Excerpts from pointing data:
>>>>>
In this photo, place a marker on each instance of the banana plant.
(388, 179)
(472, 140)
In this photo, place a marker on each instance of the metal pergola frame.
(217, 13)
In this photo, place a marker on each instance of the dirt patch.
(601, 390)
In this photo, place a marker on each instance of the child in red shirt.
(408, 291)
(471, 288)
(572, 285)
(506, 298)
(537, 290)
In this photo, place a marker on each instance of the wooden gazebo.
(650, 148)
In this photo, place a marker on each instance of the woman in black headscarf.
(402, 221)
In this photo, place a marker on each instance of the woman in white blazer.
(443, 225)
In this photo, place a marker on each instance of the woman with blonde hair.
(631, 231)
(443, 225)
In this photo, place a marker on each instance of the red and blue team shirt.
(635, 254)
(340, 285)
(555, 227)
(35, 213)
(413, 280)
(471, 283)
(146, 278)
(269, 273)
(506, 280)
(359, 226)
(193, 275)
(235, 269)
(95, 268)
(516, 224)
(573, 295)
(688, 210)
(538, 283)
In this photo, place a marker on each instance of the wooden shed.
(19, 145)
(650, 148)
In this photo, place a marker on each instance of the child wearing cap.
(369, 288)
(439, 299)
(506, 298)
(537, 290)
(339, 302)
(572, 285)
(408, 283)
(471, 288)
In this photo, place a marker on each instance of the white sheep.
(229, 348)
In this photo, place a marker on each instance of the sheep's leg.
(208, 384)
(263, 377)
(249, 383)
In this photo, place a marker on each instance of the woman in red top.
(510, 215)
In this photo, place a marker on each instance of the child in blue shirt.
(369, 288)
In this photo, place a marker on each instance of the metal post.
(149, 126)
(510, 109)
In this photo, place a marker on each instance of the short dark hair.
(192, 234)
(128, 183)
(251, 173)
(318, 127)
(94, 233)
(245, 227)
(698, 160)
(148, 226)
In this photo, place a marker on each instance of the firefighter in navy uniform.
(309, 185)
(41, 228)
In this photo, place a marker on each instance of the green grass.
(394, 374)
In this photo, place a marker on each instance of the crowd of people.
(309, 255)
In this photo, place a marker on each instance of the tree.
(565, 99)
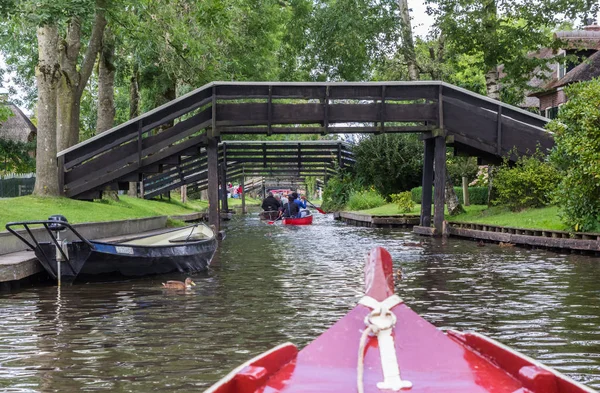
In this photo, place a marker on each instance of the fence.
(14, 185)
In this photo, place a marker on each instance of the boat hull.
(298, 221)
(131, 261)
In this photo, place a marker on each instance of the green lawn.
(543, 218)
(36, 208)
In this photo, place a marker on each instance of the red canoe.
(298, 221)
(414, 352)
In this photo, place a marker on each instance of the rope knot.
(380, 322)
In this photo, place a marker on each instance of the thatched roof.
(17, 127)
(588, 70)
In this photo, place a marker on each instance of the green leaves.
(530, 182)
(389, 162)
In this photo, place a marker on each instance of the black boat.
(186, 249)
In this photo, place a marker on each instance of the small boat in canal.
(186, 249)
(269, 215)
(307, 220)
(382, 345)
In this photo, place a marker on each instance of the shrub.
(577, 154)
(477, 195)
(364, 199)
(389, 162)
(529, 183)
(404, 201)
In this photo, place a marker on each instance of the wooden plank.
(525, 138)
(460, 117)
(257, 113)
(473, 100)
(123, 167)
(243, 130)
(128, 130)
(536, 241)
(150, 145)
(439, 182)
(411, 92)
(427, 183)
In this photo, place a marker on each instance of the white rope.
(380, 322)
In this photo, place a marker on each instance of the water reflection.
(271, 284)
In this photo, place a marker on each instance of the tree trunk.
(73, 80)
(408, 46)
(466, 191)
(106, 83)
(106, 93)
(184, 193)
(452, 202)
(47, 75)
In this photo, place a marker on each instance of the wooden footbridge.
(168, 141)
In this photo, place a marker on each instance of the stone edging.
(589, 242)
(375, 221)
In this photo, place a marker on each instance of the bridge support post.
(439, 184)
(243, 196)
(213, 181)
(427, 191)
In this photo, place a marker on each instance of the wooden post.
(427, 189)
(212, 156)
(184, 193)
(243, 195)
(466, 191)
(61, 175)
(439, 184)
<<<<<
Problem:
Copy out every line of the data, requests included, from the line that contains "the wooden footbridge." through the end of the data. Multiply each coordinate in the answers by 2.55 and round it to a whole number, with halves rounded up.

Full output:
In this photo, place a marker on each instance of the wooden footbridge.
(428, 360)
In this photo, place a marker on each instance of the stone edging.
(1502, 617)
(956, 564)
In this photo, place a marker on each instance of the bridge support post.
(1119, 469)
(620, 500)
(543, 462)
(1089, 487)
In this photo, place a marker on each instance of the wooden post.
(1089, 482)
(541, 398)
(469, 492)
(620, 497)
(1188, 487)
(156, 446)
(1119, 469)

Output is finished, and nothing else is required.